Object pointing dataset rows
════════════════════

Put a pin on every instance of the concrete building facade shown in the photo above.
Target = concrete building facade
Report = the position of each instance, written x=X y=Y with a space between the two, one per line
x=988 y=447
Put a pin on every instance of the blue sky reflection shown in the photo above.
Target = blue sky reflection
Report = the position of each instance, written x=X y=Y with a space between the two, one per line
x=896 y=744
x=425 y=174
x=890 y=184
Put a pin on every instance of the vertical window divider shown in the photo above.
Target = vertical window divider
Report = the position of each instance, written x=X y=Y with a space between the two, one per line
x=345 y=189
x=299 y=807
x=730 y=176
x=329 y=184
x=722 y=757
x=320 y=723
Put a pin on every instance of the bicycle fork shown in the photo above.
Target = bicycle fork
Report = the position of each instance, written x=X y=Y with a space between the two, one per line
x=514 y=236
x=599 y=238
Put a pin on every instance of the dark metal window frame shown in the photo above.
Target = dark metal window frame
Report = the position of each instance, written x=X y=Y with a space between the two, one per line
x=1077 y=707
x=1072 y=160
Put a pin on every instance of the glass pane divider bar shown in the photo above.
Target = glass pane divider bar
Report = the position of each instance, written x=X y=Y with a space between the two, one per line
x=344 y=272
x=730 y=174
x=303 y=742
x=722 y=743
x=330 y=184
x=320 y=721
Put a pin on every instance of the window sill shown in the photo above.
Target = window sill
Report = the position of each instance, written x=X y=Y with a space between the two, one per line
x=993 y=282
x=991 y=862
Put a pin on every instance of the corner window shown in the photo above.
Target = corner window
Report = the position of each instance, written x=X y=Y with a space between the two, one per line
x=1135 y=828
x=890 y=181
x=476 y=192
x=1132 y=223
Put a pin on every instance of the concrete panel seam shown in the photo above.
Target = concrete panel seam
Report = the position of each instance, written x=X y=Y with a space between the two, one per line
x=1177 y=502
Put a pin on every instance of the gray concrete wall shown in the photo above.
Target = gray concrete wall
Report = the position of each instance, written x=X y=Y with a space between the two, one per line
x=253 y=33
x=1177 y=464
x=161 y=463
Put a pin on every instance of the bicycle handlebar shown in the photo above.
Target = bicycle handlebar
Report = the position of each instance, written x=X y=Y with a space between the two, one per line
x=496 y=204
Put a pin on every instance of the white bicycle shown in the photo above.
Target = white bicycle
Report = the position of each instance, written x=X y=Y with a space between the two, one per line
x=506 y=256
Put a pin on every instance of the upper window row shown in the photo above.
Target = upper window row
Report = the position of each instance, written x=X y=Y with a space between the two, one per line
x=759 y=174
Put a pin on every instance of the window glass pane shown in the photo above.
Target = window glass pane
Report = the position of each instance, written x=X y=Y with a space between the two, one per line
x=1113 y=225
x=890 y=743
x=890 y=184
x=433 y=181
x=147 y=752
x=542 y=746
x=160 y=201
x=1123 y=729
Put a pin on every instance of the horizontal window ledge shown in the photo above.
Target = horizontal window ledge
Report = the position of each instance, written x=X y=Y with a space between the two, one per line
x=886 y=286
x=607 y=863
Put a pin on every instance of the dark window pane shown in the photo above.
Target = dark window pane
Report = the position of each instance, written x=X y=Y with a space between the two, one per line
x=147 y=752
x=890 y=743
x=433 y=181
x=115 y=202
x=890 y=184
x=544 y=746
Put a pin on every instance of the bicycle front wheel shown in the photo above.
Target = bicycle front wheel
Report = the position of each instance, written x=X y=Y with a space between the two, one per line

════════════════════

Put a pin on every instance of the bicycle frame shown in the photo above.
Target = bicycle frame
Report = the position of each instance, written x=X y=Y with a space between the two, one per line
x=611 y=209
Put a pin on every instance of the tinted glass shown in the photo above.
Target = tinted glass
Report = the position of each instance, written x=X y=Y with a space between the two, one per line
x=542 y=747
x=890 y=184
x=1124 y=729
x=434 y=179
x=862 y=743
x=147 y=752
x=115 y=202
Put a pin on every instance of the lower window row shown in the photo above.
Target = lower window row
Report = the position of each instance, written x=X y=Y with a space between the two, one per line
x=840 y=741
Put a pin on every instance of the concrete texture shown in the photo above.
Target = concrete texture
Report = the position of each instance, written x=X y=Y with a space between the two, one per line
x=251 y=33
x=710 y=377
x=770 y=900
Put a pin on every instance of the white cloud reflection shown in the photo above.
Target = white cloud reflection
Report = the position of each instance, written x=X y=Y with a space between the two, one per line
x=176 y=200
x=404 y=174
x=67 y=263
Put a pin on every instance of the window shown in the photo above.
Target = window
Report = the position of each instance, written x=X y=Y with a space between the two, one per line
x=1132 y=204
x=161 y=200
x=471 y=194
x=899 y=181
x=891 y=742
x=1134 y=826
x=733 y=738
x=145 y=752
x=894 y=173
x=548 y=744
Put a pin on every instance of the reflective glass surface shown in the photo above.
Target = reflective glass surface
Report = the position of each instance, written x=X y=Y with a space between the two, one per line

════════════════════

▸ **Exercise goal**
Reproduce the lines starting at the one containing "Put a pin on every instance of the bicycle frame" and ending at the one containing "x=548 y=744", substituting "smoked glass" for "tinted glass" and leaving everything else unchanged.

▸ **Solution to this exercise**
Put a pin on every instance of the bicycle frame shown in the photo above.
Target = bicycle frame
Report = the position of each instance, written x=X y=Y with a space between the two, one per line
x=611 y=209
Put a pin on every instance of the smoked glass shown in the photo above.
Target = smoked glass
Report = the position of each instance, written x=X y=Y with a space between the two, one per line
x=542 y=747
x=890 y=184
x=1124 y=729
x=434 y=179
x=862 y=743
x=147 y=752
x=115 y=202
Put a pin on every instance of the lower window row shown in the photo above.
Target = lower window row
Report = the position of each instance, written x=X y=Y with a space between the two, one per line
x=840 y=741
Put a pin on every instance of the concrete texture shown in the photo above.
Target = concrete texture
Report = the position of each instance, written x=X y=Y with a space between the two, one per line
x=251 y=33
x=710 y=377
x=770 y=900
Put a pin on every instance of the white cloud reflection shown in the photo above.
Target = white cloud reflection
Report = the position of each instance, written x=X y=Y with a space between the two, one per line
x=176 y=200
x=404 y=174
x=67 y=263
Put a pin on every instance of the window shown in the photo above.
Target = window
Report = the position of each instance, written x=X y=Y with a space between the two, one per line
x=1132 y=204
x=161 y=200
x=471 y=194
x=899 y=181
x=891 y=742
x=1134 y=826
x=733 y=738
x=145 y=752
x=894 y=173
x=548 y=744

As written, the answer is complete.